• [Given passage]
2. Tread sole according to claim 1, characterized in that the expansion grooves extend approximately in parallel to the contour of the rim of the sole in the frontal region zone of the sole and are connected so as to form a continuous groove surrounding a central part of the frontal region in the form of an at least approximately oval-shaped, closed contour.
3. Tread sole according to claim 1 or 2, characterized in that the expansion grooves are or is encompassed by at least two continuous nub rows.
4. Tread sole according to claim 3, characterized in that the expansion grooves are bounded by ribs extending substantially perpendicularly to the sole surface.
5. Tread sole according to claim 4, wherein some of the nubs in the frontal region are not obliquely oriented, and characterized in that the ribs which bound the expansion grooves are approximately the same height as the nubs located in the frontal region which are not obliquely oriented.

• [Task instructions]
Please reproduce the tread sole claims word for word, everything from "2. Tread sole" down to "oval-shaped, closed contour.".

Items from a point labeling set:
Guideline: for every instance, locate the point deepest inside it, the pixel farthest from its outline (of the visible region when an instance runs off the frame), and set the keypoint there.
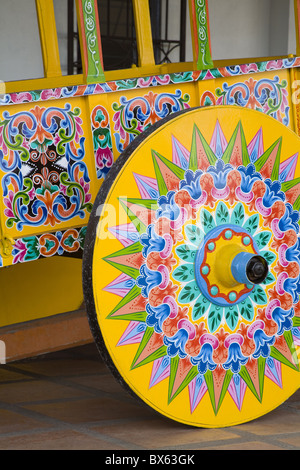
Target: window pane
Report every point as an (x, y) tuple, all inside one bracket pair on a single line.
[(67, 36), (168, 20), (20, 52), (117, 34), (259, 28)]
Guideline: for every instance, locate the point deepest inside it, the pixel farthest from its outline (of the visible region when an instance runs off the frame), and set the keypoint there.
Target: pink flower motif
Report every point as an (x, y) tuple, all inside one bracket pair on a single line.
[(57, 139), (20, 251), (104, 158), (79, 131), (31, 194), (63, 189), (8, 201), (47, 94)]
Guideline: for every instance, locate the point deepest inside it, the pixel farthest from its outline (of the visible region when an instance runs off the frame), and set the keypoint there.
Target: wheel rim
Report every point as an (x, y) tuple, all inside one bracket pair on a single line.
[(200, 344)]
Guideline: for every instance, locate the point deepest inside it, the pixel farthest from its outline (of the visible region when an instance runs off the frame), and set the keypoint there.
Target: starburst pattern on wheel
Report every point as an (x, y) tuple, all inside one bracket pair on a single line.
[(199, 332)]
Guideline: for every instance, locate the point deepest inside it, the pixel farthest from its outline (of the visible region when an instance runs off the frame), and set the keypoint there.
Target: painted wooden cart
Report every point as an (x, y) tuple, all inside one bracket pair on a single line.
[(189, 238)]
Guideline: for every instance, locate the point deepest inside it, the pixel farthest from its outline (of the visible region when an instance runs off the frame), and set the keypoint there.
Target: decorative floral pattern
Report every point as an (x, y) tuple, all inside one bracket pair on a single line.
[(191, 340), (135, 115), (102, 141), (267, 95), (67, 243), (153, 81), (45, 180)]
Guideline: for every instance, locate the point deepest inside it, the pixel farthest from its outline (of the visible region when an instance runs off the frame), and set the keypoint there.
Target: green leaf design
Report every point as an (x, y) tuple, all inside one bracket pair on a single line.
[(262, 239), (207, 220), (215, 317), (222, 214), (232, 316), (269, 279), (200, 307), (258, 295), (184, 273), (246, 309), (238, 215), (189, 293), (186, 253), (252, 223), (269, 256), (194, 234)]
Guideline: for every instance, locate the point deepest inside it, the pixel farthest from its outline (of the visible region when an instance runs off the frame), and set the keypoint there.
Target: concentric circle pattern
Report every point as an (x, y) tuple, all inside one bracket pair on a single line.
[(193, 336)]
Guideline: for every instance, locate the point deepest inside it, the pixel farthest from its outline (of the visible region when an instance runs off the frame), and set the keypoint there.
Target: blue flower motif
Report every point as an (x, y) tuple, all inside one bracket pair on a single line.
[(204, 360), (292, 286), (168, 207), (289, 220), (148, 279), (272, 193), (219, 173), (177, 343), (157, 315), (293, 253), (235, 358), (262, 344), (151, 241), (249, 175), (192, 183), (283, 318)]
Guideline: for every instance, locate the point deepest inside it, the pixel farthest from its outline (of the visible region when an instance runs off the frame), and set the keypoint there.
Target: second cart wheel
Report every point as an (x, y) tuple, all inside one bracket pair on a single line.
[(191, 266)]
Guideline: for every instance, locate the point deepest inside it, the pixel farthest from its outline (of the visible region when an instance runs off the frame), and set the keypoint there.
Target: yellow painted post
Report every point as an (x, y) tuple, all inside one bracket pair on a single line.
[(48, 35), (90, 41), (143, 32), (294, 73), (297, 21), (200, 35)]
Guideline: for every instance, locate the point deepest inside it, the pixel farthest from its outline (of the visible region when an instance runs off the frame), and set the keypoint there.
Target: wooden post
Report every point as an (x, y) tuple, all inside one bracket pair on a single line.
[(143, 32), (297, 24), (200, 34), (90, 41), (48, 35)]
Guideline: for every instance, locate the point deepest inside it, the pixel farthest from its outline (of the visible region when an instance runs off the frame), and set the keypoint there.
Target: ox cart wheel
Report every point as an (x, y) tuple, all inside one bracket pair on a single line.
[(191, 266)]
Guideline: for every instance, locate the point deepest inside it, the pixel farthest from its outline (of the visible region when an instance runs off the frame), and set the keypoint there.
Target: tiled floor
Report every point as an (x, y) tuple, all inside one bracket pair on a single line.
[(69, 400)]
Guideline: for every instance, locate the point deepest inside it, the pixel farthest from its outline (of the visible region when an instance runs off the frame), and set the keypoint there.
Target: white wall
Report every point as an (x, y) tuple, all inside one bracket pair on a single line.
[(20, 50), (250, 28), (239, 29)]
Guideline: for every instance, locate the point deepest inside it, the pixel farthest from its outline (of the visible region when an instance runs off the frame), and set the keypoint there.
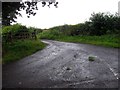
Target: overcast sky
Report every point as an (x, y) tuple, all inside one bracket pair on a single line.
[(68, 12)]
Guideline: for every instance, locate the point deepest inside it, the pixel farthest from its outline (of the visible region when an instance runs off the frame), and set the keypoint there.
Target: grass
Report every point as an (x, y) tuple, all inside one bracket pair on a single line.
[(19, 49), (91, 58), (104, 40)]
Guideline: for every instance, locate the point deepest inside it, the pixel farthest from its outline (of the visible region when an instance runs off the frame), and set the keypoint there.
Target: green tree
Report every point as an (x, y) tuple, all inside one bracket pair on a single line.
[(10, 10)]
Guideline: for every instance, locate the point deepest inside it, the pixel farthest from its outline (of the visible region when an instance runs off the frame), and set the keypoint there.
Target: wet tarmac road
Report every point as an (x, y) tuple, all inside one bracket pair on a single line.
[(64, 65)]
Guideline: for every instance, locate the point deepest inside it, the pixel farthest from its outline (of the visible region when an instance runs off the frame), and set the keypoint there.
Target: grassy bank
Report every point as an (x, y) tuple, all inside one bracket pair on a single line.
[(19, 49), (104, 40)]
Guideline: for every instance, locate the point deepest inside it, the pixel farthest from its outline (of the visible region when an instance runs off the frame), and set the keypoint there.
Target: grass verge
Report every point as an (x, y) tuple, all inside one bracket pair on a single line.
[(19, 49), (104, 40)]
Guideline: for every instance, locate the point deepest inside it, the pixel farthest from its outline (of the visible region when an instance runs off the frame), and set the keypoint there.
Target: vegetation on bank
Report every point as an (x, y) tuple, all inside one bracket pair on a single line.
[(102, 29), (15, 49)]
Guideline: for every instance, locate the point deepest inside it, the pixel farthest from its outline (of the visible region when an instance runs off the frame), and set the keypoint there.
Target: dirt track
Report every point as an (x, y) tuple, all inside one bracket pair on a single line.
[(64, 65)]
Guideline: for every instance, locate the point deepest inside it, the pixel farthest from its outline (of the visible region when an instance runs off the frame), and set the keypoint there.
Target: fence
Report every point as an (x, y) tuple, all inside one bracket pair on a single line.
[(22, 34)]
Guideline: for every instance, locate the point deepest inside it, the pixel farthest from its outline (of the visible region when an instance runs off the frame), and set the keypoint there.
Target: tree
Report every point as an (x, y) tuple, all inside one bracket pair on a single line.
[(10, 10)]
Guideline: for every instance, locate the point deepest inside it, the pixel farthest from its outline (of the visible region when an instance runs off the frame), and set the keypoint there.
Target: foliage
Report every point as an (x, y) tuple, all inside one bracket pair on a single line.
[(19, 49), (11, 9)]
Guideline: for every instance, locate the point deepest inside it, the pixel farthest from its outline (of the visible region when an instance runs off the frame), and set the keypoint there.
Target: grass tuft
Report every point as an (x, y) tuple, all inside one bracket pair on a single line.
[(17, 50)]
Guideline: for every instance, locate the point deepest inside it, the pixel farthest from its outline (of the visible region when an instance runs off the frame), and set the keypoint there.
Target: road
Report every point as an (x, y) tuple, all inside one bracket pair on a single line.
[(64, 65)]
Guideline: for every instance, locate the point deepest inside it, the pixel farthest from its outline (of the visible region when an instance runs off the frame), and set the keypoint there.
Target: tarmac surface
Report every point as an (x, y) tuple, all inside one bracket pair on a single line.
[(64, 65)]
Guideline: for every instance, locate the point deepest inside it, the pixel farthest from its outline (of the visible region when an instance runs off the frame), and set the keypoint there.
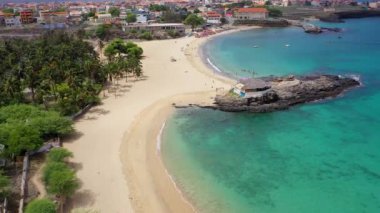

• [Answer below]
2. Tread sole according to claim 1, characterized in that the expansion grooves extend approximately in parallel to the contour of the rim of the sole in the frontal region zone of the sole and are connected so as to form a continuous groove surrounding a central part of the frontal region in the form of an at least approximately oval-shaped, closed contour.